*Written task*.
Swap "single dot apiece" for "single mark each" wherever it occurs in the entries below. Leave everything else untouched.

*Record set*.

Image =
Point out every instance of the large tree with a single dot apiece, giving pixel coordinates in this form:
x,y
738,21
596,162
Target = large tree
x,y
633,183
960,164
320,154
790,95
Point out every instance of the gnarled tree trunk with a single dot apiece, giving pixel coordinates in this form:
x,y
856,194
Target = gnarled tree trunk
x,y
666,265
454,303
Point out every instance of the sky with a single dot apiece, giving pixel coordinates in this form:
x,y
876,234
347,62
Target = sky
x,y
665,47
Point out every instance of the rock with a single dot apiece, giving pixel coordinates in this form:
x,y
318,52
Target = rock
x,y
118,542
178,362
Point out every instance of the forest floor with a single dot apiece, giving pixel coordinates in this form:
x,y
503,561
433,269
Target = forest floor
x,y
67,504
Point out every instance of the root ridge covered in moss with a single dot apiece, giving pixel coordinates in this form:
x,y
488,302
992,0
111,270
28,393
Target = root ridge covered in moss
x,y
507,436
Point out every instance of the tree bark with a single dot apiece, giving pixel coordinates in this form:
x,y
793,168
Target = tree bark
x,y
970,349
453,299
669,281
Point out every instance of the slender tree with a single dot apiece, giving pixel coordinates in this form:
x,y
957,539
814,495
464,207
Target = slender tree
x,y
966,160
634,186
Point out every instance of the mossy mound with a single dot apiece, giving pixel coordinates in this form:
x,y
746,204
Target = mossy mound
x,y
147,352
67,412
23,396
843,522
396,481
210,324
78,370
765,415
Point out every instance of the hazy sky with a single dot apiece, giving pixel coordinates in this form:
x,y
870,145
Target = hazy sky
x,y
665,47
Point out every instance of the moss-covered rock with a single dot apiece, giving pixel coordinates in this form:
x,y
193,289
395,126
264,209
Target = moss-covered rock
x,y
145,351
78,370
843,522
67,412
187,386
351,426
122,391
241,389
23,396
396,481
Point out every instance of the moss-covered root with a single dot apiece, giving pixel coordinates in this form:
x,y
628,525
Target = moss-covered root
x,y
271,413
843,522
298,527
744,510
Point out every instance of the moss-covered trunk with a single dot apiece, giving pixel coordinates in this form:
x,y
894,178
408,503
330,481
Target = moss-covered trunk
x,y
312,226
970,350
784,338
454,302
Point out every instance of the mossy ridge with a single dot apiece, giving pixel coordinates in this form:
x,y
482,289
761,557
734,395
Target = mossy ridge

*Response to this task*.
Image =
Point out every instance of the large tree with a single mark each, giving pixel coordinates in this form:
x,y
738,21
596,162
Target = large tree
x,y
633,183
960,164
320,154
790,95
Point out every instance of the gnarled tree trunk with a single mark each, giving pixel coordinates in this form:
x,y
856,194
Target = gnarled tree trunk
x,y
666,265
454,303
Point out every instance of the sky with a single mark each, giving pixel coordinates in this form:
x,y
876,234
347,62
Target = sky
x,y
665,47
Point out every instance of the rock with a single mark each, giving pixel coordinates in this form:
x,y
318,52
Target = rock
x,y
118,542
178,362
Point out every instance of the forest floor with a single mark each, giving pixel coordinates in this form:
x,y
503,561
433,269
Target = forest floor
x,y
67,504
Point out every instance of the root ridge covered in moss with a single mark each, giving pixel coordinates in this form:
x,y
488,302
992,0
111,270
28,393
Target = root ridge covered in moss
x,y
507,436
Point out every instance of the tree bark with a single mark each, giving pixel coordinates in this form:
x,y
793,168
Target = tree bark
x,y
970,349
453,299
669,281
Point out every instance of the slender tree with a single mark each, giving pixel coordinates in this form:
x,y
957,539
814,495
464,207
Target = slender tree
x,y
966,160
634,186
Point out every instance of the mossy mound with a single mark each, giving pixel coordinates in this form:
x,y
746,204
Target = mossy mound
x,y
147,352
67,412
23,396
843,522
396,481
210,324
78,370
765,415
Point out every instance of the hazy sky with a single mark each, giving pixel coordinates in this form:
x,y
870,145
Target = hazy sky
x,y
665,47
Point out every instance of the moss-covered rock with a single mark each, giving pixel coordinates in this form:
x,y
193,289
395,126
264,209
Target = moss-covered rock
x,y
145,351
78,370
843,522
67,412
187,386
351,426
122,391
241,389
23,396
396,481
Point out every instance of the moss-covered root with a single mark each, giving pixel coordinates in this form:
x,y
628,525
Target = moss-covered root
x,y
271,413
843,522
298,527
744,510
Point out every instance of the moss-covered trunk with a single mark each, giving pixel coordinates in this form:
x,y
894,178
408,503
330,481
Target = moss-covered trunk
x,y
312,226
970,350
784,338
454,302
Point out every instance of the mossy ridge with a single mark each, giving pixel coordinates in this form:
x,y
482,289
761,557
734,395
Target = mossy ridge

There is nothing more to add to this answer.